Beginning with the line containing "One point marks each instance of the chest", transcribe every line exactly down to the last one in the records below, and drop the pictures.

### Natural language region descriptions:
*** Block opens ***

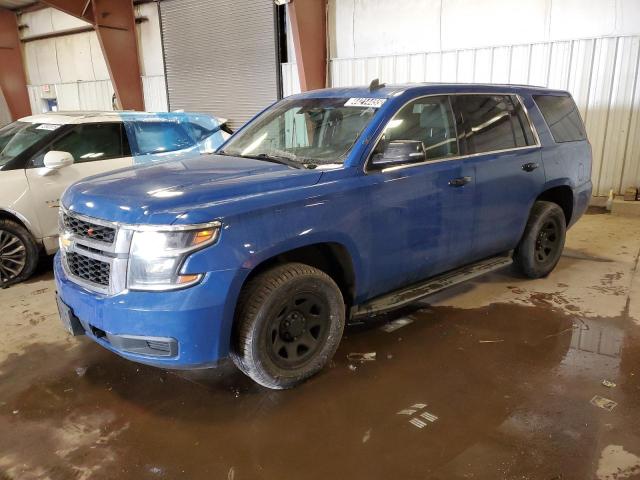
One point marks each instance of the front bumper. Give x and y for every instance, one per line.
x=581, y=199
x=191, y=323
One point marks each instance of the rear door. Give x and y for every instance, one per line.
x=423, y=213
x=96, y=148
x=497, y=133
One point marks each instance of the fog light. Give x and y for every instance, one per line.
x=186, y=279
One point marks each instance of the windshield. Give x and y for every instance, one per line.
x=17, y=137
x=306, y=131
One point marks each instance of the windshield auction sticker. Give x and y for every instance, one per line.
x=47, y=126
x=365, y=102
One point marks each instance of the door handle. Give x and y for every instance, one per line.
x=459, y=182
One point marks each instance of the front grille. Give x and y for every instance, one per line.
x=89, y=230
x=88, y=269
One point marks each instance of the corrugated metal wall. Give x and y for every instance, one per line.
x=290, y=79
x=220, y=56
x=602, y=74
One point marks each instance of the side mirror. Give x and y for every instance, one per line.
x=55, y=160
x=398, y=152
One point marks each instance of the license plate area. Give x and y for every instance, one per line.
x=69, y=320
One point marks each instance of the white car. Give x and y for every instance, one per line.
x=41, y=155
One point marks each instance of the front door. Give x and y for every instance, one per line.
x=422, y=213
x=509, y=172
x=96, y=148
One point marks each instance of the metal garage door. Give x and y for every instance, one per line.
x=220, y=56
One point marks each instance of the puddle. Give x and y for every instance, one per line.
x=520, y=405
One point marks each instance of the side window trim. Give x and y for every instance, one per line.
x=71, y=128
x=568, y=95
x=455, y=112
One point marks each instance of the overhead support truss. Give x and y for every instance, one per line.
x=13, y=80
x=114, y=23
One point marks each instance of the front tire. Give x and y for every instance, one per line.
x=18, y=253
x=542, y=243
x=288, y=325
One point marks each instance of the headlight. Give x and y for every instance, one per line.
x=156, y=256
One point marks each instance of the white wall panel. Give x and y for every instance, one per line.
x=620, y=109
x=98, y=63
x=602, y=74
x=580, y=19
x=598, y=104
x=468, y=23
x=501, y=65
x=74, y=69
x=150, y=41
x=68, y=95
x=290, y=79
x=74, y=57
x=359, y=28
x=155, y=93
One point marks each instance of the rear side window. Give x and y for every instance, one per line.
x=488, y=123
x=562, y=117
x=90, y=142
x=160, y=137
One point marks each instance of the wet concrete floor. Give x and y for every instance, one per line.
x=498, y=378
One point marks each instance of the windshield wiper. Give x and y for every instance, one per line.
x=281, y=159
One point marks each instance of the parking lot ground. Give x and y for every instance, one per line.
x=499, y=378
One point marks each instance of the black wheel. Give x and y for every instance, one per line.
x=288, y=325
x=18, y=253
x=541, y=245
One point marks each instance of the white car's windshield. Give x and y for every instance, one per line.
x=17, y=137
x=303, y=132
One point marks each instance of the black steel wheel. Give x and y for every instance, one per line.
x=288, y=325
x=542, y=243
x=299, y=330
x=547, y=241
x=18, y=253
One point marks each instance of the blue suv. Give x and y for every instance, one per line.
x=327, y=206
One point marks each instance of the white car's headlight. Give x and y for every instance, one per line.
x=156, y=256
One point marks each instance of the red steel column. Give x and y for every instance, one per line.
x=13, y=80
x=308, y=23
x=114, y=22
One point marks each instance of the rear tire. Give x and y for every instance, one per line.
x=18, y=253
x=542, y=243
x=288, y=325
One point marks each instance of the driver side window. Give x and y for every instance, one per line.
x=428, y=120
x=89, y=142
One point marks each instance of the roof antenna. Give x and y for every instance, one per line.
x=375, y=85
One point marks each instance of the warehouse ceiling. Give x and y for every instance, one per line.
x=13, y=4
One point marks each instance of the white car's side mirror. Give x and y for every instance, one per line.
x=55, y=160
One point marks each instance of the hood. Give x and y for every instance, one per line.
x=159, y=193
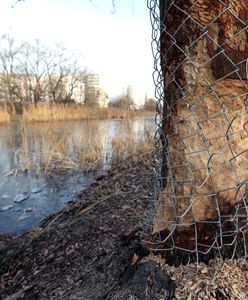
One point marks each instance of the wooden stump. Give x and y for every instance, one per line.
x=204, y=52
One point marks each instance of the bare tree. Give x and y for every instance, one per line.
x=9, y=66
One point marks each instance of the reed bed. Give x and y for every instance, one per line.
x=4, y=115
x=60, y=112
x=90, y=150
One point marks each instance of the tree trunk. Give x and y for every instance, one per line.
x=204, y=52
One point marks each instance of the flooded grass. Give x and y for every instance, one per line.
x=45, y=165
x=89, y=145
x=61, y=112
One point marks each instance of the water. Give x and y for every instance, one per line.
x=41, y=165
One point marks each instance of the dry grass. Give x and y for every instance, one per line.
x=127, y=144
x=4, y=115
x=58, y=150
x=60, y=112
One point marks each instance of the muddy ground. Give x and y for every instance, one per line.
x=92, y=250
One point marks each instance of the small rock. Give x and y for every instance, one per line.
x=7, y=207
x=36, y=191
x=20, y=197
x=28, y=209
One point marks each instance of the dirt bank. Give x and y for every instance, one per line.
x=91, y=250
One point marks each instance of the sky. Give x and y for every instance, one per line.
x=114, y=41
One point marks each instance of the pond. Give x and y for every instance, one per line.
x=45, y=165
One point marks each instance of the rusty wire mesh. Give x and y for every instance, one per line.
x=200, y=50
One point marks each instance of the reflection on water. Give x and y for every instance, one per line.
x=27, y=151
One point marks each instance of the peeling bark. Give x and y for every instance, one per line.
x=204, y=70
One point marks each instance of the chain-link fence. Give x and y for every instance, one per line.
x=200, y=49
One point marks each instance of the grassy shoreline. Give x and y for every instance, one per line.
x=63, y=112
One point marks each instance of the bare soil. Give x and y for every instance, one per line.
x=91, y=249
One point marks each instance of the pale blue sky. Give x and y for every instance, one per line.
x=115, y=45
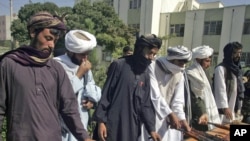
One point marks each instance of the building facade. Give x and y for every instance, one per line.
x=214, y=27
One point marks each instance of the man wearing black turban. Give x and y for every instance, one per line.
x=228, y=85
x=35, y=90
x=125, y=103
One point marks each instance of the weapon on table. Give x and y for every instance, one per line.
x=212, y=137
x=219, y=125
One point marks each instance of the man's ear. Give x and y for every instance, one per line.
x=32, y=33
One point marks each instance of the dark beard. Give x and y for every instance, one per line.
x=74, y=60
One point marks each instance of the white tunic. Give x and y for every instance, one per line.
x=83, y=90
x=159, y=99
x=220, y=92
x=200, y=86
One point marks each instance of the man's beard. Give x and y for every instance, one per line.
x=74, y=60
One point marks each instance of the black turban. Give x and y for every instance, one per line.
x=150, y=41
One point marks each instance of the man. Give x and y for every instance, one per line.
x=127, y=50
x=228, y=85
x=246, y=101
x=125, y=103
x=35, y=90
x=76, y=64
x=167, y=93
x=203, y=105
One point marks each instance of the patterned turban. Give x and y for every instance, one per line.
x=44, y=19
x=179, y=53
x=79, y=41
x=202, y=52
x=149, y=40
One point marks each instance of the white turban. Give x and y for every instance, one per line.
x=202, y=52
x=179, y=52
x=79, y=41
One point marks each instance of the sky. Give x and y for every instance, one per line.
x=17, y=4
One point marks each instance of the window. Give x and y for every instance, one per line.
x=246, y=29
x=177, y=30
x=212, y=28
x=136, y=26
x=134, y=4
x=245, y=58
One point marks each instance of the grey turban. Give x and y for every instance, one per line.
x=202, y=52
x=79, y=41
x=179, y=53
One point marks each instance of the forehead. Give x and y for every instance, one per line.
x=152, y=50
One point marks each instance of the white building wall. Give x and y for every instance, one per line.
x=194, y=23
x=232, y=26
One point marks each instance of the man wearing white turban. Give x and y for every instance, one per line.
x=203, y=105
x=76, y=64
x=167, y=92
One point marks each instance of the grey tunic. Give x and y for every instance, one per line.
x=32, y=98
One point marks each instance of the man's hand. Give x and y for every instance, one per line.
x=155, y=136
x=174, y=121
x=83, y=68
x=203, y=119
x=87, y=104
x=102, y=131
x=185, y=125
x=228, y=113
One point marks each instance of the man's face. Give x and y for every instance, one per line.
x=236, y=55
x=179, y=62
x=78, y=58
x=150, y=53
x=128, y=53
x=44, y=41
x=205, y=63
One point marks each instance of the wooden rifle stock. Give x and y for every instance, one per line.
x=219, y=125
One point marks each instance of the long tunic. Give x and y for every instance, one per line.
x=83, y=89
x=125, y=103
x=202, y=94
x=32, y=99
x=221, y=92
x=167, y=94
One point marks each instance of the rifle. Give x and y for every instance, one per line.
x=219, y=125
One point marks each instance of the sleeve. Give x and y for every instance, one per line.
x=198, y=106
x=161, y=107
x=177, y=103
x=101, y=111
x=3, y=96
x=92, y=91
x=76, y=83
x=220, y=92
x=68, y=107
x=148, y=111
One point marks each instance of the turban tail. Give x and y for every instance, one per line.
x=79, y=41
x=179, y=52
x=202, y=52
x=45, y=20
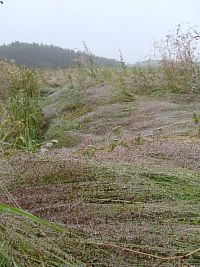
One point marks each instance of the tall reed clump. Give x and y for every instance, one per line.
x=21, y=128
x=178, y=61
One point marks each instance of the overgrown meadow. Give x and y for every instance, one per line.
x=100, y=166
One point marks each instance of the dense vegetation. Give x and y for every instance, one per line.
x=107, y=157
x=46, y=56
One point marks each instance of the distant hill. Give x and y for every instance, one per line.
x=148, y=63
x=47, y=56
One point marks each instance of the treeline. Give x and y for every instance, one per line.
x=47, y=56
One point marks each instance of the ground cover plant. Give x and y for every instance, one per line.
x=100, y=166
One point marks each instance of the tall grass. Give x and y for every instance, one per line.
x=21, y=127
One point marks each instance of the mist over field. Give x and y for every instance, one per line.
x=99, y=133
x=105, y=26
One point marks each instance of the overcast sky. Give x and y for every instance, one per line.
x=105, y=25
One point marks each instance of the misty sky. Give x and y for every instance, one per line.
x=105, y=25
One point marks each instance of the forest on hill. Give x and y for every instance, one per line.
x=47, y=56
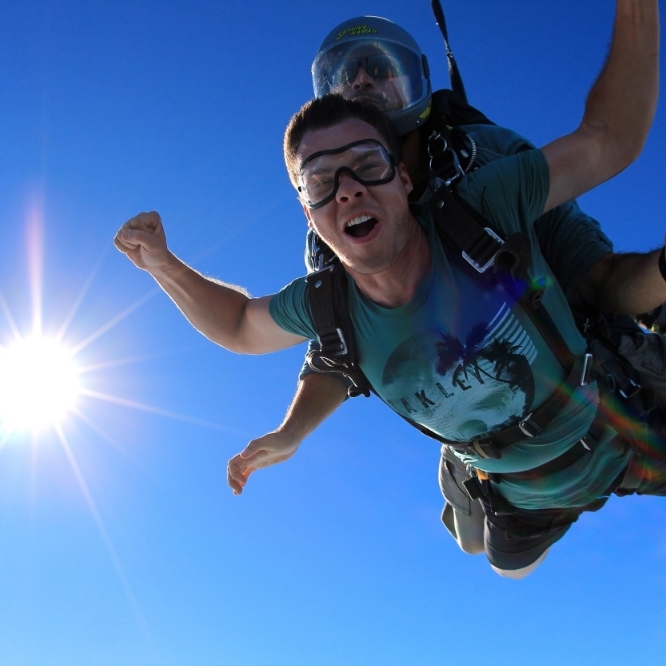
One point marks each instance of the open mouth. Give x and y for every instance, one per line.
x=360, y=226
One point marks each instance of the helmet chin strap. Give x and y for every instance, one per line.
x=454, y=73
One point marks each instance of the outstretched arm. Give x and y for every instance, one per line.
x=317, y=397
x=619, y=109
x=223, y=313
x=625, y=283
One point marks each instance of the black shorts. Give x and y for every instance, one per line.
x=510, y=542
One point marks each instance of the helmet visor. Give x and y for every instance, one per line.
x=387, y=75
x=366, y=161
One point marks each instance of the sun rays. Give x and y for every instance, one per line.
x=48, y=380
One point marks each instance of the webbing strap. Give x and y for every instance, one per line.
x=454, y=73
x=329, y=304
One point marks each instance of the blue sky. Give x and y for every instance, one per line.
x=123, y=544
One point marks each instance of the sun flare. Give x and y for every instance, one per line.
x=38, y=384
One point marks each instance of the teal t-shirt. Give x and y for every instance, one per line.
x=462, y=359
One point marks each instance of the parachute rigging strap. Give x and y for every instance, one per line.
x=329, y=304
x=454, y=73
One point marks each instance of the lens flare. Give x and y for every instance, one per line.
x=38, y=384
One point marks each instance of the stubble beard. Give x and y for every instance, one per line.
x=385, y=257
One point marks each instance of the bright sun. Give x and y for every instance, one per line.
x=38, y=384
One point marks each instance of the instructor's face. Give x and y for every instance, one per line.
x=367, y=226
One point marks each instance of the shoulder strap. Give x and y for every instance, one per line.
x=329, y=303
x=455, y=111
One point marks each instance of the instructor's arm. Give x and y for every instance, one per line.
x=619, y=109
x=223, y=313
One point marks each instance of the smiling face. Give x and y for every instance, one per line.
x=367, y=226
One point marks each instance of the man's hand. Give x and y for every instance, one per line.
x=265, y=451
x=143, y=240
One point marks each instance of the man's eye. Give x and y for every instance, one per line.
x=320, y=184
x=369, y=168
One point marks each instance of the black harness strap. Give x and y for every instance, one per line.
x=329, y=304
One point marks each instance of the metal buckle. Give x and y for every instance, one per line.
x=529, y=428
x=478, y=267
x=486, y=449
x=343, y=344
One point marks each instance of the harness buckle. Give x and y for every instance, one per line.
x=336, y=340
x=486, y=449
x=528, y=427
x=483, y=268
x=587, y=368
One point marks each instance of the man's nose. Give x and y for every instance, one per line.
x=349, y=188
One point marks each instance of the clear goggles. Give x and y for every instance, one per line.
x=336, y=70
x=366, y=161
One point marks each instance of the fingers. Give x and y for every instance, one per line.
x=143, y=240
x=237, y=474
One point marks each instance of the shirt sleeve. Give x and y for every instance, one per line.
x=511, y=192
x=571, y=242
x=290, y=309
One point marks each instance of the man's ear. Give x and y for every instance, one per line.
x=404, y=177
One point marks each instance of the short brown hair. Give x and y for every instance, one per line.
x=327, y=111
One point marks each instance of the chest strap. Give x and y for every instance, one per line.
x=329, y=304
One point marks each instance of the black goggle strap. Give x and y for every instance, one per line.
x=335, y=151
x=352, y=174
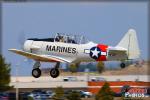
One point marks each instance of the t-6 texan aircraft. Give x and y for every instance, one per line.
x=73, y=49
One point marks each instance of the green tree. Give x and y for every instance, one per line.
x=74, y=95
x=59, y=93
x=4, y=75
x=105, y=93
x=100, y=66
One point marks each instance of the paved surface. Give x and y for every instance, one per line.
x=75, y=82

*** Block closes ***

### Problem solution:
One point marks each instance of the chest strap. Give x and y for every instance, one per line.
x=329, y=304
One point marks each instance of the black goggle strap. Give x and y for every instance, one per line.
x=335, y=151
x=352, y=174
One point marks each instance of the t-6 texan aircraft. Give x and y for every instance, one per line.
x=73, y=49
One point marks each instance of the green tree. Give x and y for every instance, one per line.
x=74, y=95
x=59, y=93
x=4, y=75
x=105, y=93
x=100, y=66
One point marks each instance of the paved surface. Give x and y for every instance, one per line.
x=75, y=82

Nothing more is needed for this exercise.